Between 1998 and 2001, he was chairman of the RCGP. He presented the James Mackenzie lecture 2002, entitled 'A Dog’s Life'. He became chair of the RCGP Trustee Board from 2009 to 2012 and RCGP revalidation clinical lead from 2008 to 2012.

In 2012, taking over from Iona Heath, he became the RCGP's 23rd president, taking up the position in November 2012 for a three-year term.

In 2013, as part of the celebrations of the 60th anniversary of the founding of the RCGP, Pringle addressed an audience with his reflection of past years. He covered the introduction of audit, led by Donald Irvine, the establishment of the internal market and fundholding, the 1990 GP Contract, computerisation and the RCGP's role in the SAS siege of the Iranian Embassy in 1980, when the SAS drilled a hole in the RCGP wall.

As the RCGP's president in 2015, Pringle unveiled a blue plaque in honour of A. J. Cronin's life and work.

==Other roles==
In 2001, he took on the role of co-chair of the NHS Diabetes National Service Framework.

He has been an elected member of the GMC, elected deputy chair of UK Biobank in 2005, and was on the board of trustees at Arthritis Research UK and at the Picker Institute.

With his wife Nickie, he is a patron of the charity 'Home Start' in Newark. He is also the chair of the charity 'Change Grow Live', which began with working with ex-offenders.

He helps with the primary care development project at the Collingham Healthcare Education Centre (CHEC) and was also a director of QResearch.

Upon retiring from practice and the University of Nottingham, he became an emeritus professor of general practice.

_Entries shown_
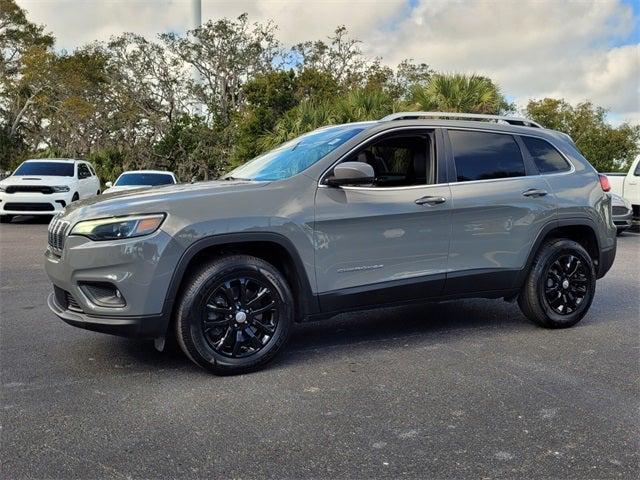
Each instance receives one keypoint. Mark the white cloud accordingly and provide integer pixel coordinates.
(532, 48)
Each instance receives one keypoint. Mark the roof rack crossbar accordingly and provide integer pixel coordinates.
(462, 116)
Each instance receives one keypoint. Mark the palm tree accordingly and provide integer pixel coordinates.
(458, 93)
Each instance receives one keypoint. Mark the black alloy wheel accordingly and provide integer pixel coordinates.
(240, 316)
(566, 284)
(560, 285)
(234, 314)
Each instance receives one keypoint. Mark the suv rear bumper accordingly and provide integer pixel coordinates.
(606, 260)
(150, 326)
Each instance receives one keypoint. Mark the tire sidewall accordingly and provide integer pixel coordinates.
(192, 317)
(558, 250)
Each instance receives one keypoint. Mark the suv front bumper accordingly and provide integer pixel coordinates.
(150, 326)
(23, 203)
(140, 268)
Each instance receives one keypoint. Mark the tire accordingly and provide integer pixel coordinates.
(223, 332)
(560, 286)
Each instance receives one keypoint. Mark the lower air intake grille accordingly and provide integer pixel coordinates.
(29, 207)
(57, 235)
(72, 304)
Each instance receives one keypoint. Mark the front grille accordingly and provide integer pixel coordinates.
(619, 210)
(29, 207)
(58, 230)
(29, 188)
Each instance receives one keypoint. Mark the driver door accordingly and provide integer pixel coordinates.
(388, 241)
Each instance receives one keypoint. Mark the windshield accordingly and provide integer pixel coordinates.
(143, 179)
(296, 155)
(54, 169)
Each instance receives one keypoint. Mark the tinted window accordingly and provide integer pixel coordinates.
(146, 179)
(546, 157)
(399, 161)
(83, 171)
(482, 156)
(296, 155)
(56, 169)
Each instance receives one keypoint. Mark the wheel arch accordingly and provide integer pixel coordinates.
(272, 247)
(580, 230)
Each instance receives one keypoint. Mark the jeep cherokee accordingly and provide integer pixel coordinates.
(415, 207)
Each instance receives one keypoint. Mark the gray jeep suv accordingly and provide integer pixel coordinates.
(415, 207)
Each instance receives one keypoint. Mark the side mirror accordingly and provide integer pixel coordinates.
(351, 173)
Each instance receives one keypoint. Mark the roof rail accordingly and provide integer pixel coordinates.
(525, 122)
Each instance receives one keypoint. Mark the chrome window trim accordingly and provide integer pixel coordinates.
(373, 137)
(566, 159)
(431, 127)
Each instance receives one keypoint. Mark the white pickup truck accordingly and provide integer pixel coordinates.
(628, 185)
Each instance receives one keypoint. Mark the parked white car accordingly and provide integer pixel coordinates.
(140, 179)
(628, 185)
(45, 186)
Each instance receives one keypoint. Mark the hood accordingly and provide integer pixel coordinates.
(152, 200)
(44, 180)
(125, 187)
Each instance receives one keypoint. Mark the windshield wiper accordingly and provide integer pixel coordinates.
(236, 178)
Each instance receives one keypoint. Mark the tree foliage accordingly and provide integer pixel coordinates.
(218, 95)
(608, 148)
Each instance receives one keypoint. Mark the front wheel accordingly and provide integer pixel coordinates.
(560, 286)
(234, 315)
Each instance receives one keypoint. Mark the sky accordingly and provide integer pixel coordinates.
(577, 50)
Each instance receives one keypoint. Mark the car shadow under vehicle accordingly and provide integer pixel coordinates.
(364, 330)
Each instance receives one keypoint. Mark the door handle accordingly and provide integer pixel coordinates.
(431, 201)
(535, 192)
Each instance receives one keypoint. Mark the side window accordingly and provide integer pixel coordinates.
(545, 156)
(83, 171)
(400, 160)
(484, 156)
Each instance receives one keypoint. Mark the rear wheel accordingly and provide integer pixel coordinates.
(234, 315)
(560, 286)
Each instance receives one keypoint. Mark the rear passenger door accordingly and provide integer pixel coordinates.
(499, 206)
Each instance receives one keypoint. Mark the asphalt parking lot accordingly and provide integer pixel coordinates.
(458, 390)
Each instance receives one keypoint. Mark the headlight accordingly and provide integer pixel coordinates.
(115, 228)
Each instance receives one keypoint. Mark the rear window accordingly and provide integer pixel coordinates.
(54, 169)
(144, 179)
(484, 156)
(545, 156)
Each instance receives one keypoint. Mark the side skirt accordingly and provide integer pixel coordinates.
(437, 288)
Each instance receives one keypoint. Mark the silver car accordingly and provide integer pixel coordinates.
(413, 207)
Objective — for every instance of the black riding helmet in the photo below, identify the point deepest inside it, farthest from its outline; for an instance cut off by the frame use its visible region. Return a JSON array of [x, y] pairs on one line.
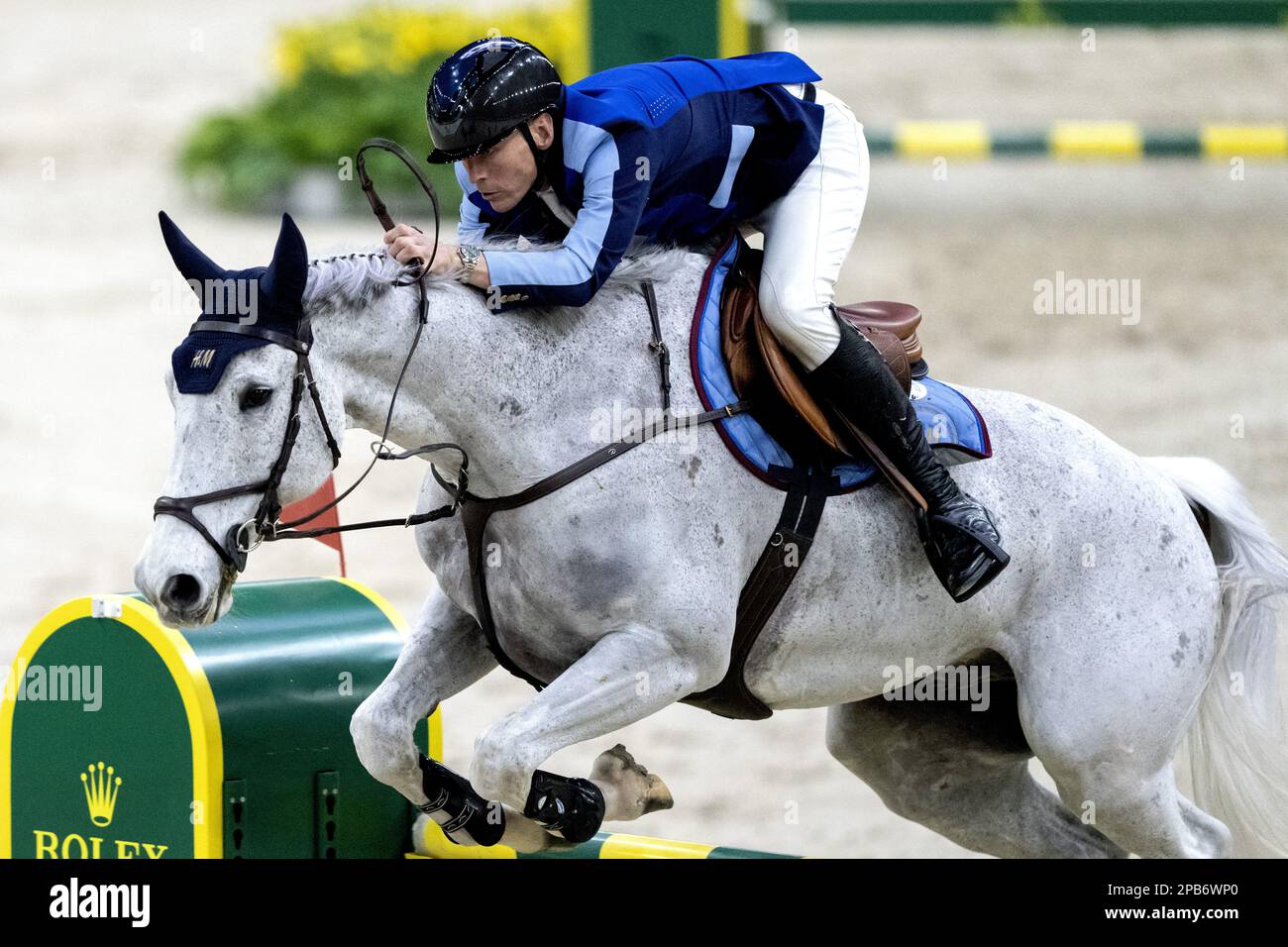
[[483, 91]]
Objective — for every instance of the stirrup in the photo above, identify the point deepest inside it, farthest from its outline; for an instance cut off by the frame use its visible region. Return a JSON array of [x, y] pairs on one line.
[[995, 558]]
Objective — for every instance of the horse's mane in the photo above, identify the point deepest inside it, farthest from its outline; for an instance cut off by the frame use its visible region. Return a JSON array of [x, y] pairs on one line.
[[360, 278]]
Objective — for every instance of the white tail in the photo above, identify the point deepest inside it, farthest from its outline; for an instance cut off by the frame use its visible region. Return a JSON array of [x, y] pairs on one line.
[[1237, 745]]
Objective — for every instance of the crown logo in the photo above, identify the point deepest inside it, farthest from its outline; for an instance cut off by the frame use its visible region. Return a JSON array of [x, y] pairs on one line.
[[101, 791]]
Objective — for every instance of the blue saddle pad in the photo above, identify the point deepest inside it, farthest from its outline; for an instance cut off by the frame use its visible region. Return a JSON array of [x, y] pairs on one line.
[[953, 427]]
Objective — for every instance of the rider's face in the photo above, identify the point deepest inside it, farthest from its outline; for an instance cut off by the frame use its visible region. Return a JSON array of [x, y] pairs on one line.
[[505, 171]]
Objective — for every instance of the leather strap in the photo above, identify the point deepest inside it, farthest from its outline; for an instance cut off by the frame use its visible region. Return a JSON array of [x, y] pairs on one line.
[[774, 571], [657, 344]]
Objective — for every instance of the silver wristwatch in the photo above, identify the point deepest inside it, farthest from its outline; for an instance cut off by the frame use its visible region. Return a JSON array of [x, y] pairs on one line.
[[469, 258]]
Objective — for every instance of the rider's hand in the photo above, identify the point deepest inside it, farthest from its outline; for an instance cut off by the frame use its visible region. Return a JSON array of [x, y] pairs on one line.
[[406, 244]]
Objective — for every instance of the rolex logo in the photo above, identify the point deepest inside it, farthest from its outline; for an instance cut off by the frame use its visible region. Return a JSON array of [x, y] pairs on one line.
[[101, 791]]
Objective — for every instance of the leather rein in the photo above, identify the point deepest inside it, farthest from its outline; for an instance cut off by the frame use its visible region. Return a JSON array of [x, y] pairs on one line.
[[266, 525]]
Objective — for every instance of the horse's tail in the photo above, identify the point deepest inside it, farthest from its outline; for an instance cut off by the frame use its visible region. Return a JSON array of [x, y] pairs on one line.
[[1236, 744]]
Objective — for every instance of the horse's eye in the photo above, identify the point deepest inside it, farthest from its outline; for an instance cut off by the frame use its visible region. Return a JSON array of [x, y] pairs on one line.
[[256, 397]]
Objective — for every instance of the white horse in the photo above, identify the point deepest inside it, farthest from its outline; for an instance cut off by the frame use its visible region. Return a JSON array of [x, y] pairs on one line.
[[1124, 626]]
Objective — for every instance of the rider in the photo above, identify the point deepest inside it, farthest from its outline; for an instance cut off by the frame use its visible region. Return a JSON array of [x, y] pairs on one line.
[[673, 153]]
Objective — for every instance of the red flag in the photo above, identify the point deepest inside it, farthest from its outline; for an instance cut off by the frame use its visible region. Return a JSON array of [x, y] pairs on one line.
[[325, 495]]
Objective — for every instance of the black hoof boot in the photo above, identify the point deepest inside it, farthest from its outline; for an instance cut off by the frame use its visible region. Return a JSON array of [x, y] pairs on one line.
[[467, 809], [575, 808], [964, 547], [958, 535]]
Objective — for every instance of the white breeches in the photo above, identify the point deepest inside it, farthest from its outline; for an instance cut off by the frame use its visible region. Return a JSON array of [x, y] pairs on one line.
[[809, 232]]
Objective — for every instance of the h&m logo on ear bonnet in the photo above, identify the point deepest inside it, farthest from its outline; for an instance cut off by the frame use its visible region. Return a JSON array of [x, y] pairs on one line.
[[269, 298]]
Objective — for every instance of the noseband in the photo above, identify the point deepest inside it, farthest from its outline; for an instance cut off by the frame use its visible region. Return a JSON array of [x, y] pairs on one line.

_Required tasks_
**A)** Give the Pringle passage again word for word, starting at the words "As the RCGP's" and stopping after "National Service Framework.".
**B)** According to the Pringle passage, whom did Pringle take over from when he became the RCGP's president?
**C)** Do these statements agree with the Pringle passage? Answer yes or no for each, and quote the words that decide it.
(i) Pringle was chairman of the RCGP from 1998 to 2001.
(ii) Pringle unveiled the blue plaque honoring A. J. Cronin in 2013.
(iii) The charity 'Change Grow Live' began with working with ex-offenders.

_Answers provided_
**A)**
As the RCGP's president in 2015, Pringle unveiled a blue plaque in honour of A. J. Cronin's life and work.

==Other roles==
In 2001, he took on the role of co-chair of the NHS Diabetes National Service Framework.

**B)** Iona Heath

**C)**
(i) Yes: "Between 1998 and 2001, he was chairman of the RCGP."
(ii) No: "As the RCGP's president in 2015, Pringle unveiled a blue plaque in honour of A. J. Cronin's life and work."
(iii) Yes: "He is also the chair of the charity 'Change Grow Live', which began with working with ex-offenders."